Texto extraído ▸

--

La madre revolución parió al milagro mexicano. Y después, todo se fue a la barranca.
Hace unos días, como un hallazgo arqueológico, encontré el libro “México, 50 años de Revolución”, elaborado a partir de ensayos especializados sobre todos los temas nacionales (economía, sociedad, cultura, relaciones laborales, salud, etc.) en los cuales la huella bienhechora y próspera de la Revolución nos habría entregado un país pujante de crecimiento notable y lleno de orgullo.
Hoy la lectura de esos ensayos y el prólogo mismo del entonces presidente Adolfo López Mateos nos llevan de la mano entre la pena y el candor. Nadie puede leer estas líneas sin ruborizarse un poco. Es como si viéramos la vieja película de un niño recitando en la escuela primera “Revolución”, en una fiesta del 20 de noviembre. Un poco de grima.
“ En las páginas que siguen se encuentran –dice ALM– los índices verdaderos del adelanto que México ha obtenido por la senda revolucionaria en su lucha contra la miseria, la ignorancia y la insalubridad; así como el cuadro de necesidades no satisfechas y de los propósitos aun no alcanzados.
“En el escenario de la historia contemporánea (y aquí uno casi escucha los noticiarios del cine en función triple, documentales de cinco minutos en blanco y negro narrados por Barrios Gómez), la Revolución ocupa un sitio de honor.
Fue el primer movimiento popular de este siglo que propugnó la idea de justicia social como el único medio para forjar la verdadera prosperidad y grandeza de las naciones. Esta afortunada circunstancia nos convoca en la vanguardia de las luchas sociales. Los revolucionarios abrigamos la certeza de que ene l mundo del futuro la humanidad se verá libre de injustas desigualdades y discriminaciones; de la miseria y de la guerra. Y a la construcción de esa era superior México habrá contribuido con su pensamiento y con el tenaz esfuerzo de sus hombres.”
Esa catarata oratoria, además de marcar el tono de la elocuencia y la razón de aquellos años, tiene aun elementos rescatables: la justicia como anhelo, el universalismo, la reivindicación social.
Hoy en México ya no tenenos ni siquiera ese discurso. Ni sus verdades ni sus falsedades.

--

Objetivo 1 ▸ Copia un fragmento del texto sobre la Revolución mexicana. Empieza en las palabras "Fue el primer" y termina después de "la reivindicación social.".
Objetivo 2 ▸ Según el texto sobre la Revolución mexicana, ¿qué presidente escribió el prólogo del libro que encontró el autor?
Objetivo 3 ▸ Prolonga el texto sobre la Revolución mexicana a partir de su última oración.
Los datos que aparecen a continuación provienen de una fuente distinta a la del texto.

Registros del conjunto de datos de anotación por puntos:
--

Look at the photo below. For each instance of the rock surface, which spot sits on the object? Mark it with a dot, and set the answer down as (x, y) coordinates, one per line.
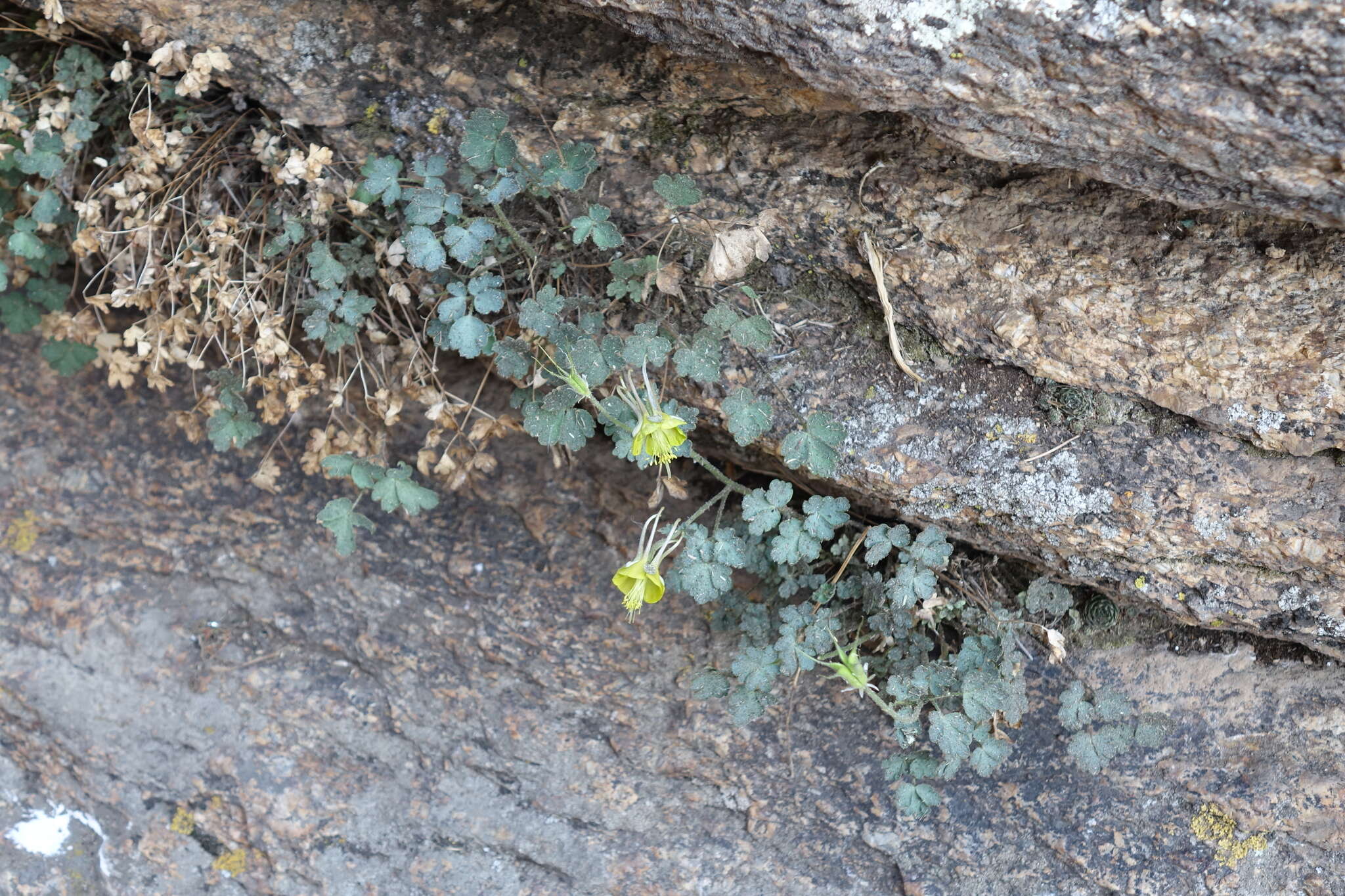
(211, 702)
(1235, 104)
(1232, 320)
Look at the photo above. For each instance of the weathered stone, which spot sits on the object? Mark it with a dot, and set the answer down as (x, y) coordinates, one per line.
(1078, 281)
(463, 708)
(1238, 105)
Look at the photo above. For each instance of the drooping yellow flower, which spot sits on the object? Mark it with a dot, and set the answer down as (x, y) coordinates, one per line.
(657, 433)
(639, 584)
(657, 437)
(640, 581)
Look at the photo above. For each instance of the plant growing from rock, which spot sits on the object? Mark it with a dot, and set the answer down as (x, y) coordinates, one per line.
(326, 301)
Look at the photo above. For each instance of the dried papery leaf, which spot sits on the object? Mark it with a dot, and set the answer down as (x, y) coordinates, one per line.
(1056, 644)
(676, 486)
(265, 476)
(732, 251)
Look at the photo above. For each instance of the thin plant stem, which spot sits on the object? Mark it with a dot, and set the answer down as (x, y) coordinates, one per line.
(518, 238)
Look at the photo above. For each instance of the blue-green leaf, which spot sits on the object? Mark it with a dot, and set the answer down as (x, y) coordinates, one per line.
(677, 190)
(397, 490)
(341, 517)
(381, 178)
(568, 167)
(748, 417)
(816, 446)
(596, 226)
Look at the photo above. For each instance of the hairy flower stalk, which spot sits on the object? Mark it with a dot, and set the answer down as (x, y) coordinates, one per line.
(657, 431)
(639, 581)
(850, 670)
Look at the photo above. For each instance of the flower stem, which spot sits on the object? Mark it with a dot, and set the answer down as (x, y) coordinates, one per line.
(716, 472)
(518, 238)
(705, 507)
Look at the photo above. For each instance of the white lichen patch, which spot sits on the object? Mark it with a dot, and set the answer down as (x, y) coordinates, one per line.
(45, 833)
(1211, 527)
(942, 23)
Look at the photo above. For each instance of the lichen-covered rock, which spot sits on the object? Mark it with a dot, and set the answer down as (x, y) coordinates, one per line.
(1238, 105)
(1232, 320)
(197, 696)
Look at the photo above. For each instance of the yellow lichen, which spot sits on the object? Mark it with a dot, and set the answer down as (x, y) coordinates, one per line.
(1218, 828)
(22, 534)
(233, 861)
(182, 822)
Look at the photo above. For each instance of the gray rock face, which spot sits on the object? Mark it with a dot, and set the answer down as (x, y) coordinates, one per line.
(198, 696)
(1235, 105)
(1234, 322)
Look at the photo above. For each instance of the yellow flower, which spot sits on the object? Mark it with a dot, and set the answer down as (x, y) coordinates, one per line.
(639, 581)
(639, 584)
(657, 437)
(657, 433)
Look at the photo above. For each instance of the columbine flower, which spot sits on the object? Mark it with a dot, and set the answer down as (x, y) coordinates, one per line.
(657, 431)
(850, 670)
(639, 580)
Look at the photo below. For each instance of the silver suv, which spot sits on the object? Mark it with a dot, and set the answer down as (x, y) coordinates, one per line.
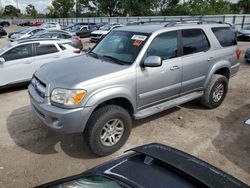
(133, 73)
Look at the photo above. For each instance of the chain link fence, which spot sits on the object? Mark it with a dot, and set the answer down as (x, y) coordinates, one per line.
(239, 20)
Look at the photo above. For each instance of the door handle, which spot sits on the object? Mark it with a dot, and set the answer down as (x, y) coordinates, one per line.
(210, 58)
(176, 67)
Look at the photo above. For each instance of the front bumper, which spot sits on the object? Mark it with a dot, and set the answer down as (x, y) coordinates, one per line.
(59, 119)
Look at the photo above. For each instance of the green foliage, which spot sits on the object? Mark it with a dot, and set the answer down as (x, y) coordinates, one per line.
(63, 8)
(31, 11)
(11, 11)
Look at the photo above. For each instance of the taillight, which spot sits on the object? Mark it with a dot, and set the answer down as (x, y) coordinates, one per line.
(77, 51)
(238, 52)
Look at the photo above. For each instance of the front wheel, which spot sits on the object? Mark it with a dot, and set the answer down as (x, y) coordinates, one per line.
(108, 129)
(215, 92)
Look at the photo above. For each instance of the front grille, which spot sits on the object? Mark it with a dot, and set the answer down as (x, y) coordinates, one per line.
(39, 86)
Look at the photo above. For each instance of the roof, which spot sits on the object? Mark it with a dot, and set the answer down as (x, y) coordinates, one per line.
(147, 27)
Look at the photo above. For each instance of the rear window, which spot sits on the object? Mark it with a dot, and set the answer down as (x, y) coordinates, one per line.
(225, 35)
(44, 49)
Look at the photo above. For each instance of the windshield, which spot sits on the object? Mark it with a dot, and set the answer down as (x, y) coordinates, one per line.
(105, 27)
(5, 47)
(91, 182)
(120, 46)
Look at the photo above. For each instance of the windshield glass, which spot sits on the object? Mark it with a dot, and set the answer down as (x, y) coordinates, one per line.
(105, 27)
(5, 47)
(91, 182)
(25, 31)
(120, 46)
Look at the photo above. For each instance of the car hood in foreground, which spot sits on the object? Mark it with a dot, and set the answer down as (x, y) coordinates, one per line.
(70, 72)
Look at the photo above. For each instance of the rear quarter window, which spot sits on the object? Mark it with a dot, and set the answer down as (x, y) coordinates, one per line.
(225, 35)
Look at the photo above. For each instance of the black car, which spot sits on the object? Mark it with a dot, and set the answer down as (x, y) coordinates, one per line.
(2, 32)
(4, 23)
(152, 166)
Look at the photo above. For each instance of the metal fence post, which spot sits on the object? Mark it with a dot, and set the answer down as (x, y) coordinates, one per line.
(243, 21)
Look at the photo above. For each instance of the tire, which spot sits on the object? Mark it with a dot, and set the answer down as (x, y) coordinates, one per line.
(215, 92)
(102, 118)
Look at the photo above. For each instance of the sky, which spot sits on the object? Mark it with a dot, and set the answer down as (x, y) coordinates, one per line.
(41, 5)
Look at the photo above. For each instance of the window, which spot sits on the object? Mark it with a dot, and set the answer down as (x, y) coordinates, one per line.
(225, 35)
(164, 45)
(194, 41)
(19, 52)
(43, 49)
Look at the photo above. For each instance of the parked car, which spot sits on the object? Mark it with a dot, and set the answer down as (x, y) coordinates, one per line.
(102, 32)
(2, 32)
(25, 33)
(25, 23)
(135, 72)
(19, 60)
(16, 32)
(4, 23)
(150, 166)
(247, 55)
(52, 25)
(76, 41)
(36, 24)
(244, 34)
(86, 30)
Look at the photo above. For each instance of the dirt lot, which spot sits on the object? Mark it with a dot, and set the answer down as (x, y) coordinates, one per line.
(31, 154)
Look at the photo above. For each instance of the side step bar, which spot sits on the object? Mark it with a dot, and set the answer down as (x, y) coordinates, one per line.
(167, 105)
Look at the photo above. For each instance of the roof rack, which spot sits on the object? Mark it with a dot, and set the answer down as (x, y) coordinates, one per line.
(173, 23)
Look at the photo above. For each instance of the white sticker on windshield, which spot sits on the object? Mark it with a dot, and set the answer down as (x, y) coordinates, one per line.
(139, 37)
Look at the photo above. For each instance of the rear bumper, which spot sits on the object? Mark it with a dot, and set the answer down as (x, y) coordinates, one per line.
(59, 119)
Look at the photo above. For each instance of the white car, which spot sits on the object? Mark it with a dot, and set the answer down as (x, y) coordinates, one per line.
(52, 26)
(26, 33)
(104, 30)
(19, 60)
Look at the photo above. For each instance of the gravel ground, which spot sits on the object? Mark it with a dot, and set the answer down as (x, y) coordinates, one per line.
(31, 154)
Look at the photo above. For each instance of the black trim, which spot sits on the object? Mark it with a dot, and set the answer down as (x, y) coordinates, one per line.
(190, 165)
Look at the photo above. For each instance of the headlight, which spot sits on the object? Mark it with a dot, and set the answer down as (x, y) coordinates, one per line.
(67, 97)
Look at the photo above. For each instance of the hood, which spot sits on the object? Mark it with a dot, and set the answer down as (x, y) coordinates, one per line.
(100, 32)
(70, 72)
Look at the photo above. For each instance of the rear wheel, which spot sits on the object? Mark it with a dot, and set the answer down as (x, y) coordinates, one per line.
(108, 129)
(215, 92)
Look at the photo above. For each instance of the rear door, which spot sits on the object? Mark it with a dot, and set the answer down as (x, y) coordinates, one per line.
(45, 53)
(18, 65)
(156, 84)
(196, 59)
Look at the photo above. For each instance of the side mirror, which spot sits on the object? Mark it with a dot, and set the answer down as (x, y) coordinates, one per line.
(2, 60)
(153, 61)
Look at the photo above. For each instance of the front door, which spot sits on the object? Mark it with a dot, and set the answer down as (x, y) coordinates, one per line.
(18, 65)
(156, 84)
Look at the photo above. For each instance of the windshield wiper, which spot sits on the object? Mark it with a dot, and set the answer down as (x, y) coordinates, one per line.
(93, 54)
(114, 60)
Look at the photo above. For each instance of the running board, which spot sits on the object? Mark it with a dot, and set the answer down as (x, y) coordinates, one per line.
(167, 105)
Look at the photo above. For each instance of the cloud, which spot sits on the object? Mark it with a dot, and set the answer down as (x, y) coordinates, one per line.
(40, 5)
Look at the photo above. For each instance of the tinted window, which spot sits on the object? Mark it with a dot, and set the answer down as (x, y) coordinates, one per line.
(164, 45)
(19, 52)
(225, 36)
(43, 49)
(194, 41)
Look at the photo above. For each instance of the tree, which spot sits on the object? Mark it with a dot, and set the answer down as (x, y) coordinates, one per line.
(245, 6)
(31, 11)
(64, 8)
(12, 11)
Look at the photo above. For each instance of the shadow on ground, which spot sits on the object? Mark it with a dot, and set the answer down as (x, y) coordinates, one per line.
(233, 138)
(29, 133)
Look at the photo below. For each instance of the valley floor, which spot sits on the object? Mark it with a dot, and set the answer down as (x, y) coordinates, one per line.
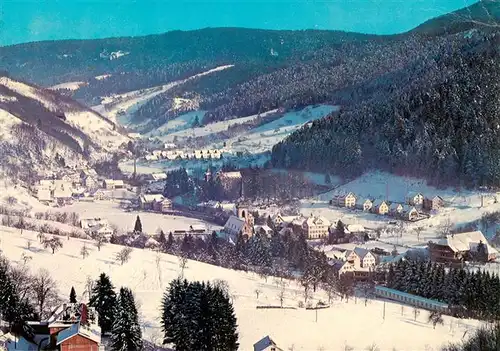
(343, 324)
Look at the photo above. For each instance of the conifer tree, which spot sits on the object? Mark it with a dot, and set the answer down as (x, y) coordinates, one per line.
(126, 332)
(138, 225)
(103, 299)
(72, 295)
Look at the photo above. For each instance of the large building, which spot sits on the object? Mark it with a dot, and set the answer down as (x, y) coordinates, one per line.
(71, 327)
(461, 247)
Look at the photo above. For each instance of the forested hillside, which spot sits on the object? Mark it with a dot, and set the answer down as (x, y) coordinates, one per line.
(439, 120)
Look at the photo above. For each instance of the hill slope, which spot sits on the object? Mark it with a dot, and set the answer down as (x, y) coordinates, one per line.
(42, 130)
(148, 280)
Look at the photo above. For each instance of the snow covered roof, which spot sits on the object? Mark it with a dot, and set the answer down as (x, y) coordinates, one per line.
(466, 242)
(147, 198)
(234, 175)
(77, 329)
(264, 343)
(159, 176)
(353, 228)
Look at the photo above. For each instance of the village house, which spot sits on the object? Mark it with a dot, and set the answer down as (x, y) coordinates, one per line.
(380, 207)
(147, 201)
(409, 213)
(361, 258)
(434, 203)
(344, 200)
(102, 195)
(365, 205)
(72, 326)
(459, 247)
(263, 230)
(395, 209)
(414, 198)
(266, 344)
(316, 227)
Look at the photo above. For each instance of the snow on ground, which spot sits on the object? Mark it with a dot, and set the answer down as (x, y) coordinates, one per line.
(69, 85)
(212, 127)
(462, 206)
(351, 323)
(124, 105)
(126, 220)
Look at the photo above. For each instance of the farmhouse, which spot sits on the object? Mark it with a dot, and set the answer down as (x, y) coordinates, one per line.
(344, 200)
(434, 203)
(462, 246)
(409, 213)
(72, 326)
(147, 201)
(364, 205)
(395, 209)
(380, 207)
(316, 227)
(266, 344)
(414, 199)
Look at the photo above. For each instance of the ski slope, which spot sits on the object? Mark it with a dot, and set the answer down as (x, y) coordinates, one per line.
(351, 323)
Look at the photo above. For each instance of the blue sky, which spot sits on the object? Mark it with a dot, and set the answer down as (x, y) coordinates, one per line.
(34, 20)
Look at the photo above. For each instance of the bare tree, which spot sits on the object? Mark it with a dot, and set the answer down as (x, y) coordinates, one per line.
(435, 318)
(416, 312)
(182, 264)
(99, 241)
(89, 286)
(44, 291)
(282, 294)
(418, 231)
(40, 236)
(26, 258)
(445, 228)
(84, 251)
(124, 255)
(257, 293)
(54, 243)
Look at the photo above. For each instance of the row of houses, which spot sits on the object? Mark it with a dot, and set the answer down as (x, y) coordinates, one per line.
(172, 155)
(412, 199)
(408, 212)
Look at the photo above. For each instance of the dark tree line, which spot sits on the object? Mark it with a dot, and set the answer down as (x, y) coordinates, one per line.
(474, 294)
(437, 119)
(198, 316)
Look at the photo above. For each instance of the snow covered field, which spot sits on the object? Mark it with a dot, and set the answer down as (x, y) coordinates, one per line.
(343, 324)
(125, 221)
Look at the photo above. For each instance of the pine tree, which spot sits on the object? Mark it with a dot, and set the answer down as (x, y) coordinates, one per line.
(126, 332)
(72, 295)
(103, 299)
(138, 225)
(198, 316)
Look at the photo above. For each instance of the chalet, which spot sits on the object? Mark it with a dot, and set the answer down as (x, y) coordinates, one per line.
(344, 200)
(395, 209)
(72, 326)
(414, 198)
(159, 176)
(234, 226)
(102, 195)
(263, 230)
(316, 227)
(361, 258)
(365, 205)
(460, 247)
(435, 203)
(409, 213)
(147, 201)
(380, 207)
(232, 184)
(266, 344)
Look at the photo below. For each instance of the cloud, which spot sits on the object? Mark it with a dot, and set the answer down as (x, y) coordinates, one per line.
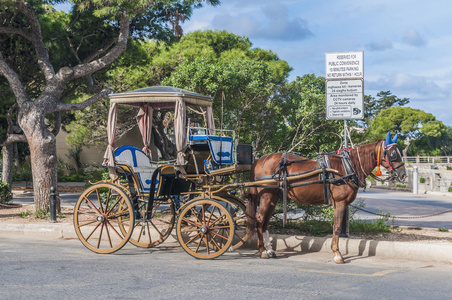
(424, 93)
(379, 46)
(272, 22)
(413, 38)
(407, 84)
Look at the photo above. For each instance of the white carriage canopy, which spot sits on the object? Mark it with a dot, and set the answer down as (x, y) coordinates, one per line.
(150, 98)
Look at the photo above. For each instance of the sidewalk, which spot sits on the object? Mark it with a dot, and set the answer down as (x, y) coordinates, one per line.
(399, 203)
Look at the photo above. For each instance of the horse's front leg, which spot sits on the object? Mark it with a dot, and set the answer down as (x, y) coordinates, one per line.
(266, 208)
(337, 225)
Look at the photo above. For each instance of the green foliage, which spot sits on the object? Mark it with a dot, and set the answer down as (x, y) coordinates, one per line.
(373, 106)
(409, 122)
(301, 125)
(23, 175)
(25, 214)
(377, 226)
(72, 178)
(5, 192)
(41, 214)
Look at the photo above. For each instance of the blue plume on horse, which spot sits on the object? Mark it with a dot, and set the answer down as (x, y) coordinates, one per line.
(394, 140)
(388, 138)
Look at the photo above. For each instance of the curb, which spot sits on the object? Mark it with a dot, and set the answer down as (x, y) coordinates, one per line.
(428, 252)
(433, 252)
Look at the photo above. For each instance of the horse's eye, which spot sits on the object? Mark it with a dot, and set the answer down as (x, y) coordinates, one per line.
(393, 155)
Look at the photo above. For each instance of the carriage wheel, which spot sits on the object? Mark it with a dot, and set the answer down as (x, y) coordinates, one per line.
(205, 229)
(104, 218)
(154, 231)
(237, 209)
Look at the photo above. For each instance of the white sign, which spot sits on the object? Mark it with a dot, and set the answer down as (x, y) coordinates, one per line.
(344, 99)
(344, 65)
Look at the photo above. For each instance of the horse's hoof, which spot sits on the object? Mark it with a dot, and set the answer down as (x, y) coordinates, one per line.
(338, 259)
(271, 254)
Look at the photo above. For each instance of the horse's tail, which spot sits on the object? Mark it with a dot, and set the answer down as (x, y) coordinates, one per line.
(251, 208)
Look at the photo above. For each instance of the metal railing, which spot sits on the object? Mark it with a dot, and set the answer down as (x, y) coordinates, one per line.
(428, 159)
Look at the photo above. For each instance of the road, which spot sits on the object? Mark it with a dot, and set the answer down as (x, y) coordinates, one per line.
(408, 206)
(64, 269)
(403, 204)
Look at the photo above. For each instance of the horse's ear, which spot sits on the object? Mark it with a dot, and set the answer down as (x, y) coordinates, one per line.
(388, 138)
(394, 140)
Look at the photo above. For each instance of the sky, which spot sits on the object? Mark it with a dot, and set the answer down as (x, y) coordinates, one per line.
(407, 44)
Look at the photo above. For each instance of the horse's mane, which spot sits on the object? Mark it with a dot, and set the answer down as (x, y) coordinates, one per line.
(365, 159)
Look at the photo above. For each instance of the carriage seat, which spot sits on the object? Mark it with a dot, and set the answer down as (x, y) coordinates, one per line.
(221, 147)
(138, 161)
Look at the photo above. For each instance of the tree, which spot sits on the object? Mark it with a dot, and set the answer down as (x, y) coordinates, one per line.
(411, 124)
(241, 80)
(208, 62)
(304, 128)
(373, 106)
(111, 21)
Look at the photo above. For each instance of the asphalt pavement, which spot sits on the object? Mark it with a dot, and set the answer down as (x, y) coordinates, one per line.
(429, 210)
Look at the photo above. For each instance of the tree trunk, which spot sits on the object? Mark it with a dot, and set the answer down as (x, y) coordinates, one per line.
(43, 156)
(405, 151)
(7, 170)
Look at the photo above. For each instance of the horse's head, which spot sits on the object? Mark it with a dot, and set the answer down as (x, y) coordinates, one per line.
(391, 158)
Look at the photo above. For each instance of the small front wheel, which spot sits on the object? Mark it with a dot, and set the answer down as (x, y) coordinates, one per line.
(104, 218)
(205, 229)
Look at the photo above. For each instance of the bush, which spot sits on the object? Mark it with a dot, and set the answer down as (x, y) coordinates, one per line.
(72, 178)
(24, 175)
(5, 192)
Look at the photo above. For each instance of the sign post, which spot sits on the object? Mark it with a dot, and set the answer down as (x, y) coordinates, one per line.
(344, 74)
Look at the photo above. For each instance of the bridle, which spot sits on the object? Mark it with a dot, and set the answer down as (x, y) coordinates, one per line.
(389, 158)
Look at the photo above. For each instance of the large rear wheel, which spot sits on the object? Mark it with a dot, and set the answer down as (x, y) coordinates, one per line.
(104, 218)
(205, 228)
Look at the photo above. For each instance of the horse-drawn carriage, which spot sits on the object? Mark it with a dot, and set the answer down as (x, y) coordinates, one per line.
(145, 199)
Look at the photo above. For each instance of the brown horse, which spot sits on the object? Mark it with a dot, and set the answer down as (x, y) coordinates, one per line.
(343, 191)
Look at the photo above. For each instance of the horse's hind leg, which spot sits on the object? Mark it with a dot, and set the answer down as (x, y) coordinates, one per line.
(338, 217)
(266, 208)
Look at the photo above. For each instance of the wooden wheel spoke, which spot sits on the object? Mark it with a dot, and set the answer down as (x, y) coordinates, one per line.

--

Resultado del ejercicio 1 ▸
Fue el primer movimiento popular de este siglo que propugnó la idea de justicia social como el único medio para forjar la verdadera prosperidad y grandeza de las naciones. Esta afortunada circunstancia nos convoca en la vanguardia de las luchas sociales. Los revolucionarios abrigamos la certeza de que ene l mundo del futuro la humanidad se verá libre de injustas desigualdades y discriminaciones; de la miseria y de la guerra. Y a la construcción de esa era superior México habrá contribuido con su pensamiento y con el tenaz esfuerzo de sus hombres.”
Esa catarata oratoria, además de marcar el tono de la elocuencia y la razón de aquellos años, tiene aun elementos rescatables: la justicia como anhelo, el universalismo, la reivindicación social.

Resultado del ejercicio 2 ▸ Adolfo López Mateos.

Resultado del ejercicio 3 ▸
Vivimos en la penosa celebración de un falso juego «democrático» cuya vigencia se alzó sobre la vacía lápida revolucionaria. SI antes se exaltaba la madre “Revolución”, hoy se festeja la nodriza anémica de una democracia impuesta, fraudulenta y sin frutos definitivos; regresiva, entreguista y “modernizadora”.
Y en el nombre de la modernidad todo crimen resulta perdonado y más aun celebrado con la facilidad de quien ha arrumbado a la madre en un asilo o ha hecho de ella una olvidada momia en el sótano de la casa.
ASAMBLEA
Notable el libro de Nidia Marín, “Un gigante bajo el candil”, un testimonio exhaustivo y pleno sobre la evolución política de la ciudad d México; sus temblores, sus arcaísmos, su centralismo administrativo y el penoso (y ahora vemos poco fructífero) camino de la democratización cuya última estación, dicen, podría ser la constitución del Estado número 32.
El gigante, obviamente, es la ciudad y el candil, la enorme araña de la Asamblea Legislativa de Donceles donde tantos decretos, leyes y ordenamientos se ha hecho para iluminar, con luces y sombras el destino de México.
Trabajo de reportera con prosa limpia, precisa y exacta. Una obra profesional de una profesional de nuestro oficio. Nada más, pero nada menos.
Ahí queda eso, podría decir Nidia de esta obra hecha sin jactancia ni aspiraciones de capilla literaria y editada por la bienhechora “Guernika” de Angelita Collado.
gran verdadd….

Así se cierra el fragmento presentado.